Given exercise – Please rewrite everything in the material below from the line containing "From the image below, could" down through the end, requests included, offsetting every coordinate in the answers by -3.

BEGIN Given data

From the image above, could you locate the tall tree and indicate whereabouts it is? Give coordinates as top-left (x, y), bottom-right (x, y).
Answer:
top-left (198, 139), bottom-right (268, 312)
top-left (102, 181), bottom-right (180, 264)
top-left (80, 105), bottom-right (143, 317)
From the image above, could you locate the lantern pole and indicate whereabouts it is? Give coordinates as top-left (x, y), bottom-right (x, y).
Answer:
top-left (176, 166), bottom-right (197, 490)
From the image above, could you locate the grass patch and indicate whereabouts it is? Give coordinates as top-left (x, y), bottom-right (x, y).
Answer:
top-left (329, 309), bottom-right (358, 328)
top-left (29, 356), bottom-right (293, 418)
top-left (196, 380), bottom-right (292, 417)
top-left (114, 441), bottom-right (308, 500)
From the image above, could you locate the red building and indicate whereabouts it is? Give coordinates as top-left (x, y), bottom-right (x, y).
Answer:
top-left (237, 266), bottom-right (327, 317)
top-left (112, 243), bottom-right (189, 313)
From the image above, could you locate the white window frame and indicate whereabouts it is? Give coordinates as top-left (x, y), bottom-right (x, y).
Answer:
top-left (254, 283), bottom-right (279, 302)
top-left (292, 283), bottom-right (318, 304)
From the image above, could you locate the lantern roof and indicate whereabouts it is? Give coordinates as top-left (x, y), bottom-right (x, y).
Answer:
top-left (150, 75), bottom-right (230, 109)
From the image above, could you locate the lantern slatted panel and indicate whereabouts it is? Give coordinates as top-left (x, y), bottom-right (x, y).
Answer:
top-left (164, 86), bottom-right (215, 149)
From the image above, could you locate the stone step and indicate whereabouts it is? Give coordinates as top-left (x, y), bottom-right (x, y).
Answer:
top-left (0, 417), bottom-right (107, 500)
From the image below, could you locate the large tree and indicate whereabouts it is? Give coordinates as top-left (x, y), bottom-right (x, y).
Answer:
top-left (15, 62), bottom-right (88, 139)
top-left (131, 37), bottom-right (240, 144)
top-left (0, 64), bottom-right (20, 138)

END Given data

Result of the task –
From the image below, could you locate the large tree and indicate whereabouts it is? Give coordinates as top-left (x, y), bottom-right (x, y).
Answer:
top-left (12, 59), bottom-right (85, 136)
top-left (128, 34), bottom-right (237, 141)
top-left (-3, 61), bottom-right (17, 135)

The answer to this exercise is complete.